A fascinating look at how climate change affects the lobster industry

The Boston Globe's Spotlight team and the Portland Press Herald recently teamed up for a two-part in-depth examination of the impacts of climate change on the Maine lobster industry, focusing on the town of Vinalhaven. The remote island town of a thousand or so people is one of the busiest fishing villages in the state, with a handful of residents earning an average of half a million dollars annually from lobstering. But, as The Globe explains, that wealth is a recent and temporary trend, that can be explicitly traced to climate change:

The warming waters have led to a tremendous lobster boom and bust along the coast. Once bountiful waters off New York and Connecticut are now lobster graveyards.

New Hampshire and Maine have reaped riches, more than quadrupling the number of pounds caught since 1980, but their catch is now at risk. Meanwhile, Canada is banking on a gold rush.

[…]

The top 20 lobstermen on the island had landings worth an average $579,000 apiece in 2019, placing them among the state's wealthiest residents, even with their staggering bait and fuel bills and hefty shares paid to sternmen.

The wealth inhibits talk of climate change and of the dimming prospects for Maine's lobster population. No one wants to hear that the good times will end. To acknowledge that likelihood is a kind of sacrilege — a betrayal of island life itself.

> _Requirements_
(A) In the lobster article, what was the average value of landings for the top 20 lobstermen on the island in 2019?
(B) Retype the part of the lobster article starting with "The top 20 lobstermen" and going on through "paid to sternmen.".
The lines that come next have no connection to the lobster article.

> _Data extract_
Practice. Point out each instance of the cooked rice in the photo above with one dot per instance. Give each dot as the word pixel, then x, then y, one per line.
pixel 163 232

> _Task-by-task answers_
(A) Their landings averaged $579,000 apiece.

(B)
The top 20 lobstermen on the island had landings worth an average $579,000 apiece in 2019, placing them among the state's wealthiest residents, even with their staggering bait and fuel bills and hefty shares paid to sternmen.